- WHAT TO WORK ON
Although pictures appear in the data, the answer should contain only the lines from its start through the line with "Locate the pink", written out exactly.

PROVIDED DATA section start

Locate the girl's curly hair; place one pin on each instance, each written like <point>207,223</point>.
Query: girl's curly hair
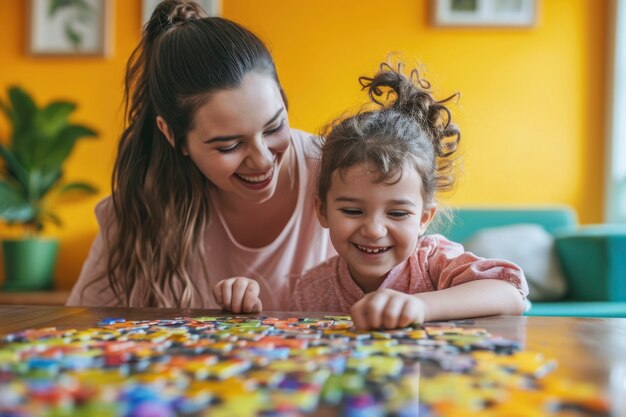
<point>407,124</point>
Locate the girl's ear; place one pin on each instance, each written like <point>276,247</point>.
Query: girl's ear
<point>167,132</point>
<point>321,211</point>
<point>428,214</point>
<point>165,129</point>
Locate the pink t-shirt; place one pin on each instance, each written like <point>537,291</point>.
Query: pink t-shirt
<point>302,244</point>
<point>437,263</point>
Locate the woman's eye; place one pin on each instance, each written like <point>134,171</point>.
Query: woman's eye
<point>398,214</point>
<point>350,211</point>
<point>230,148</point>
<point>275,129</point>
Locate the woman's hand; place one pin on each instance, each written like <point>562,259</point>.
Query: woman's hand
<point>239,295</point>
<point>387,309</point>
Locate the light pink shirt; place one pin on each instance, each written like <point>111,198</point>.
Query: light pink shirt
<point>302,244</point>
<point>437,263</point>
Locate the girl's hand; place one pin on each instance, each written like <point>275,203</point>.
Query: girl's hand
<point>239,295</point>
<point>387,309</point>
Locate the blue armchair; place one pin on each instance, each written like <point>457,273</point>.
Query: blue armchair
<point>593,258</point>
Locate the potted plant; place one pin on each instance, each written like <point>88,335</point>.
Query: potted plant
<point>31,179</point>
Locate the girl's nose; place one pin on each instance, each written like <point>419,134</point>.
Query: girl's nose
<point>374,229</point>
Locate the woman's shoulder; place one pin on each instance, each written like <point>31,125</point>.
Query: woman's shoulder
<point>306,142</point>
<point>104,211</point>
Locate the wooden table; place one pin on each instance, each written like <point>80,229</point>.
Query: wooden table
<point>591,350</point>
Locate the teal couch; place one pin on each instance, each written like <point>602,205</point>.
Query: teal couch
<point>593,258</point>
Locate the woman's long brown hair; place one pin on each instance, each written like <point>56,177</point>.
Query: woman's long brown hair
<point>160,199</point>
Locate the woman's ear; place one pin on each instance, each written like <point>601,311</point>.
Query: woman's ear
<point>428,214</point>
<point>165,129</point>
<point>321,211</point>
<point>167,132</point>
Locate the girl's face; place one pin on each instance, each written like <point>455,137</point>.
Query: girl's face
<point>240,139</point>
<point>374,226</point>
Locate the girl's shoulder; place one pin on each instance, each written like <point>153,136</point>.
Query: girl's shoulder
<point>436,243</point>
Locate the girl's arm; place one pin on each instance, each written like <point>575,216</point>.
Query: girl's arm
<point>484,297</point>
<point>390,309</point>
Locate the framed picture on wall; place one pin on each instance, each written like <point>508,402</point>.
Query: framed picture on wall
<point>68,27</point>
<point>484,12</point>
<point>212,7</point>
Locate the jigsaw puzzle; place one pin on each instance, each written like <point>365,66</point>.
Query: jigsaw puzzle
<point>265,366</point>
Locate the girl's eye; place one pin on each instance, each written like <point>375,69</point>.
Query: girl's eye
<point>230,148</point>
<point>275,129</point>
<point>398,214</point>
<point>351,211</point>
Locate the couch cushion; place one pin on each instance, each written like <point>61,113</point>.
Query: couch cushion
<point>532,248</point>
<point>578,309</point>
<point>467,221</point>
<point>594,260</point>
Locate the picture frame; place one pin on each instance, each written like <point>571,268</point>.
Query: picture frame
<point>69,28</point>
<point>212,7</point>
<point>485,13</point>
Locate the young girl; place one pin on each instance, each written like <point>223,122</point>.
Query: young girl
<point>380,171</point>
<point>210,181</point>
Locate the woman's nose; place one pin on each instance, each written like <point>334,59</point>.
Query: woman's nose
<point>261,157</point>
<point>374,229</point>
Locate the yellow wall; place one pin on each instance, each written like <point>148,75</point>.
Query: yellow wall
<point>531,109</point>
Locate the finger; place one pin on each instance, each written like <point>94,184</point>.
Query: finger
<point>258,307</point>
<point>217,292</point>
<point>250,299</point>
<point>375,309</point>
<point>358,316</point>
<point>239,292</point>
<point>391,312</point>
<point>409,314</point>
<point>227,294</point>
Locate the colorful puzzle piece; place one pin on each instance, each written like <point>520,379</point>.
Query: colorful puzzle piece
<point>244,366</point>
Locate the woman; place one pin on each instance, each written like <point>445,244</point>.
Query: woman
<point>210,181</point>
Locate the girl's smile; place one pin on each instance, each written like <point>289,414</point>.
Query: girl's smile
<point>374,225</point>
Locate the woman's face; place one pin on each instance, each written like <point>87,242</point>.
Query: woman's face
<point>240,137</point>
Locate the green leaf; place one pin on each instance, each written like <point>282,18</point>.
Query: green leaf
<point>14,166</point>
<point>81,187</point>
<point>45,181</point>
<point>48,215</point>
<point>57,151</point>
<point>53,117</point>
<point>23,108</point>
<point>14,208</point>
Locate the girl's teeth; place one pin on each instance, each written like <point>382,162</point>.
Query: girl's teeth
<point>258,178</point>
<point>369,250</point>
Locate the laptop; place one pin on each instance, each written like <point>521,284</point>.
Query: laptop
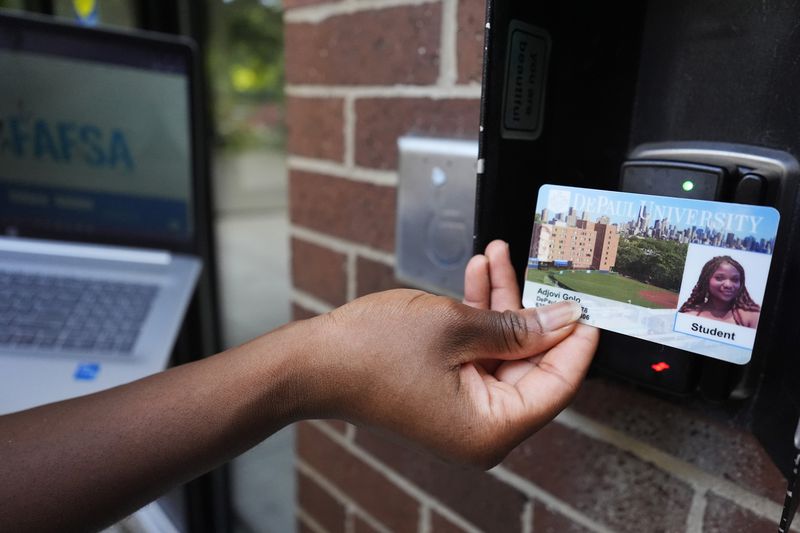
<point>98,167</point>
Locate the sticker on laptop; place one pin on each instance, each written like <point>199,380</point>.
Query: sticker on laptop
<point>690,274</point>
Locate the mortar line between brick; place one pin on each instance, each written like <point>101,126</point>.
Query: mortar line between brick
<point>396,478</point>
<point>351,288</point>
<point>424,519</point>
<point>470,91</point>
<point>534,491</point>
<point>349,132</point>
<point>678,468</point>
<point>385,178</point>
<point>309,521</point>
<point>340,245</point>
<point>694,522</point>
<point>349,519</point>
<point>312,303</point>
<point>527,518</point>
<point>339,495</point>
<point>318,13</point>
<point>448,49</point>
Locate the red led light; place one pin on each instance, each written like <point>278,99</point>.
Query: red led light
<point>660,366</point>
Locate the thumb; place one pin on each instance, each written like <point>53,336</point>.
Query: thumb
<point>524,333</point>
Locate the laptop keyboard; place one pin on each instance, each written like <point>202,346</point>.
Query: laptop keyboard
<point>71,314</point>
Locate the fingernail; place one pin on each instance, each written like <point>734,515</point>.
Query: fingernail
<point>554,316</point>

PROVIDED DATA section end

- WRITTEN RESPONSE
Locate the girl's curly hair; place one pin on each instance, each written like <point>207,223</point>.
Query: girl's curly hair
<point>407,124</point>
Locate the girl's ear; place one pin on each instance, each written like <point>276,247</point>.
Query: girl's ear
<point>167,132</point>
<point>321,211</point>
<point>428,214</point>
<point>165,129</point>
Locate the pink t-shirt; place one pin on each instance, each written like <point>537,291</point>.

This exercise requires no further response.